== Ausgangstext ==

In dem in Berlin 1886 neuerrichteten öffentlichen Leichenschauhaus
[* 6] liegen die Leichen in gekühlten Räumen bei 0-2°, welche
durch Glasscheiben von den für das Publikum bestimmten Räumen getrennt sind. Das Haus enthält außerdem
Zimmer für bekannte Leichen, für Obduktionen, polizeiliche und gerichtliche Untersuchungen, für den wissenschaftlichen Unterricht
in der gerichtlichen Medizin und Chemie, Räume zur Aufbewahrung und zum Verbrennen der Kleider der Leichen, Sargmagazin etc. Die
Totenschau zur Feststellung des Todes wird an solchen Orten vorgenommen, an welchen die Polizei die Ausstellung eines
Totenscheins vom Arzt fordert; der letztere (Totenbeschauer, Schauarzt) hat sich von dem erfolgten Ableben zu überzeugen
und sein Urteil über die Todesart abzugeben.
Die Totenschau zur Feststellung der Todesart wird von dem in der Regel beamteten Arzt auf polizeiliche oder gerichtliche Anordnung vorgenommen,
um zu bestimmen, ob an der Leiche schon bei bloßer Besichtigung die Todesart erkannt werden kann (Strangmarke Erhängter etc.),
oder ob dieselbe durch Sektion ermittelt werden muß. Im letztern Fall wird die gerichtliche Obduktion (s. d.) von der Gerichtsbehörde,
nach der deutschen Strafprozeßordnung von der Staatsanwaltschaft, verfügt und von zwei Ärzten ausgeführt,
die über den Befund ein Obduktionsprotokoll (Fundschein, Fundbericht, Visum repertum, Parere medicum) aufnehmen. Zur Erlangung
einer zuverlässigen Statistik über die Todesarten, zur Gewinnung der Möglichkeit eines klaren Einblicks in die tödliche
Krankheit, zur Aufdeckung von Verbrechen, zur Zerstreuung aller Besorgnisse vor dem Lebendbegrabenwerden ist die allgemeine
Einführung der Totenschau eventuell mit nachfolgender Sektion dringend wünschenswert, Vorurteil und falsch verstandene
Pietät haben aber diesen Fortschritt bisher verhindert.

===
== Aufgeführte Einträge ==

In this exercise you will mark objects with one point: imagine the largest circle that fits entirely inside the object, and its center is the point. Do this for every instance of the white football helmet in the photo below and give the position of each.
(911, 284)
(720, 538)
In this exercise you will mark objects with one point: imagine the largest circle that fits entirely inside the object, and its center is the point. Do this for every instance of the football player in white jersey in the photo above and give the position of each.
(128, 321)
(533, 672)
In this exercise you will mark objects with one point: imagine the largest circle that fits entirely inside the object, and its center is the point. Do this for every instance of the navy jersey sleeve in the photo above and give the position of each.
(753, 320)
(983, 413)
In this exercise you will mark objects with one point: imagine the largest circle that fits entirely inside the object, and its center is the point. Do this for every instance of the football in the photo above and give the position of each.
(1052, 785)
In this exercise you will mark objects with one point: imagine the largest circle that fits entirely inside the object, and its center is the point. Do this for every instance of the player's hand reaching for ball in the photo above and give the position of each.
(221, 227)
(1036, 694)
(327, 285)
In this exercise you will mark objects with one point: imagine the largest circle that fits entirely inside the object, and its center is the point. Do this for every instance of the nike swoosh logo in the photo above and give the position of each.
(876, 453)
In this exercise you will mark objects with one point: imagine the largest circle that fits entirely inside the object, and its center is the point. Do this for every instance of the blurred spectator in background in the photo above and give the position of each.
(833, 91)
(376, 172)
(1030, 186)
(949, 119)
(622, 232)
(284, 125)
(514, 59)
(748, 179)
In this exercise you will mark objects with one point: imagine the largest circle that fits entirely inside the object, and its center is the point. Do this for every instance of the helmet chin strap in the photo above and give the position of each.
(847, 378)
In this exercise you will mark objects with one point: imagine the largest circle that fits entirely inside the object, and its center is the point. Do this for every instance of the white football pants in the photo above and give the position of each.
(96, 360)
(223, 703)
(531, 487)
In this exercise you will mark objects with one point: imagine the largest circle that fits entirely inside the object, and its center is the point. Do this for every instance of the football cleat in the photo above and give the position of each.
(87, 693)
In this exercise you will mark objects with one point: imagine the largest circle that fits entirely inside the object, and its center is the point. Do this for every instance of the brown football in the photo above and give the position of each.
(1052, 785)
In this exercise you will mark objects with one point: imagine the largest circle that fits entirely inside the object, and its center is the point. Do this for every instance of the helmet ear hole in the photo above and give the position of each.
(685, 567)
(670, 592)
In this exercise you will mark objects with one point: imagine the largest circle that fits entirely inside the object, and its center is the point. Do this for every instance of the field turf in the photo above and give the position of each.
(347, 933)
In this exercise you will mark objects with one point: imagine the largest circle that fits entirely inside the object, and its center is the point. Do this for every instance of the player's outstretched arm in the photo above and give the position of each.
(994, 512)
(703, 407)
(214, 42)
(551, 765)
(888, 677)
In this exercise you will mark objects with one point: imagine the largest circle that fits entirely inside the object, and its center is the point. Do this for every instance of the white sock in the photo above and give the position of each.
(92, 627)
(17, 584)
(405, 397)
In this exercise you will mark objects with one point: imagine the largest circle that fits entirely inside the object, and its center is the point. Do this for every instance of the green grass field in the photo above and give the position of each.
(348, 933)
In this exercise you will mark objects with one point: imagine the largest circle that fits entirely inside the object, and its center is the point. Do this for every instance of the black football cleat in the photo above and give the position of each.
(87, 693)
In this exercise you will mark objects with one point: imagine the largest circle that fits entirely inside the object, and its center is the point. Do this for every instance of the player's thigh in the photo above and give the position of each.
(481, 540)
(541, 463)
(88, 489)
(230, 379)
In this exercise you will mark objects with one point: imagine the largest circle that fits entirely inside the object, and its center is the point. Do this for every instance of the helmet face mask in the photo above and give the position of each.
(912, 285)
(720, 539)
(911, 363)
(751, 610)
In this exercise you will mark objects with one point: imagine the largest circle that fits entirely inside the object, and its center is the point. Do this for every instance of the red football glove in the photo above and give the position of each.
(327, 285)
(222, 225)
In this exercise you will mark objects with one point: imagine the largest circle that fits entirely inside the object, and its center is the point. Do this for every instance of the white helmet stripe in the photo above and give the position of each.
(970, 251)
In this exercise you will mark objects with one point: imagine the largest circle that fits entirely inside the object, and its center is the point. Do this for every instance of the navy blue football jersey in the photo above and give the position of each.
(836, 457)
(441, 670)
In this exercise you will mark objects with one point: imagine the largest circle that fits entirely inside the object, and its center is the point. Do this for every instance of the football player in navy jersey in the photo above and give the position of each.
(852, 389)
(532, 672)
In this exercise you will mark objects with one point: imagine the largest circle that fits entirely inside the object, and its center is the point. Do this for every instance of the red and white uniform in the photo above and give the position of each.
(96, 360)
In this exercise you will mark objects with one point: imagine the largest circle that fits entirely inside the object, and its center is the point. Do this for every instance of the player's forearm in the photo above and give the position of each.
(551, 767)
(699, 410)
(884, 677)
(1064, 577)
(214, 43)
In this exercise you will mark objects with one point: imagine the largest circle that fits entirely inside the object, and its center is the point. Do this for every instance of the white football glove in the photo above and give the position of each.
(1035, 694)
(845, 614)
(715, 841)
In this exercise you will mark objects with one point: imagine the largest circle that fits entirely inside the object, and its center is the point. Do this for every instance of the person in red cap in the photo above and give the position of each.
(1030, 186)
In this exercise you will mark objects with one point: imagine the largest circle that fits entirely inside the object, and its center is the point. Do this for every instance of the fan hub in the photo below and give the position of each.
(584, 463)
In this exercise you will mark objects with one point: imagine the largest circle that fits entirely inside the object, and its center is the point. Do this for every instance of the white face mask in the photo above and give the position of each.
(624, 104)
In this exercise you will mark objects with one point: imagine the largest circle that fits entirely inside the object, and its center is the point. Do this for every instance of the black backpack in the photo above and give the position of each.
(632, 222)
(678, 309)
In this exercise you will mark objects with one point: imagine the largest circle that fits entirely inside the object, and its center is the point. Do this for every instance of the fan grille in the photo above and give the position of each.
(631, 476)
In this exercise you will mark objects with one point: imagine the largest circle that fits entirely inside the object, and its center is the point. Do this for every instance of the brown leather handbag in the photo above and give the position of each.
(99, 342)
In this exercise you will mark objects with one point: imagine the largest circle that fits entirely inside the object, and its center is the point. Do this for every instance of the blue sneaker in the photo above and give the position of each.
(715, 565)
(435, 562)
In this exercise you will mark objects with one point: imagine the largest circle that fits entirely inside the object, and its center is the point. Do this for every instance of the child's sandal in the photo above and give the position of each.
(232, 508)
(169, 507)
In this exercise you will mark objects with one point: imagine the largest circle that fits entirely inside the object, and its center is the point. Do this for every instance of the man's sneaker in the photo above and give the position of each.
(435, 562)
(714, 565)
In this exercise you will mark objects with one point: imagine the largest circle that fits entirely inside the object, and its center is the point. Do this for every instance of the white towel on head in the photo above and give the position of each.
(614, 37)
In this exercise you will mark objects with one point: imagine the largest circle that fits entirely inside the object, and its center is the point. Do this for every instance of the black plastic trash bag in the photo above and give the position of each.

===

■ Arbeitsaufträge:
A. Geben Sie den Ausgangstext von „In dem in Berlin“ bis einschließlich „die Todesart abzugeben.“ wortgetreu wieder.
B. Fassen Sie den Ausgangstext in zwei Sätzen zusammen.
Die Einträge entstammen einer anderen Quelle als der Ausgangstext.

■ Lösungen:
A.
In dem in Berlin 1886 neuerrichteten öffentlichen Leichenschauhaus
[* 6] liegen die Leichen in gekühlten Räumen bei 0-2°, welche
durch Glasscheiben von den für das Publikum bestimmten Räumen getrennt sind. Das Haus enthält außerdem
Zimmer für bekannte Leichen, für Obduktionen, polizeiliche und gerichtliche Untersuchungen, für den wissenschaftlichen Unterricht
in der gerichtlichen Medizin und Chemie, Räume zur Aufbewahrung und zum Verbrennen der Kleider der Leichen, Sargmagazin etc. Die
Totenschau zur Feststellung des Todes wird an solchen Orten vorgenommen, an welchen die Polizei die Ausstellung eines
Totenscheins vom Arzt fordert; der letztere (Totenbeschauer, Schauarzt) hat sich von dem erfolgten Ableben zu überzeugen
und sein Urteil über die Todesart abzugeben.

B. Im 1886 in Berlin neu errichteten öffentlichen Leichenschauhaus liegen die Leichen in auf 0–2° gekühlten Räumen, die durch Glasscheiben von den Räumen für das Publikum getrennt sind, und das Haus enthält zudem unter anderem Zimmer für Obduktionen, polizeiliche und gerichtliche Untersuchungen sowie den Unterricht in gerichtlicher Medizin und Chemie. Die Totenschau dient der Feststellung des Todes und der Todesart, wobei eine von zwei Ärzten ausgeführte gerichtliche Obduktion verfügt wird, wenn die Todesart nicht schon bei bloßer Besichtigung erkennbar ist; ihre allgemeine Einführung gilt als dringend wünschenswert, wurde bisher aber durch Vorurteil und falsch verstandene Pietät verhindert.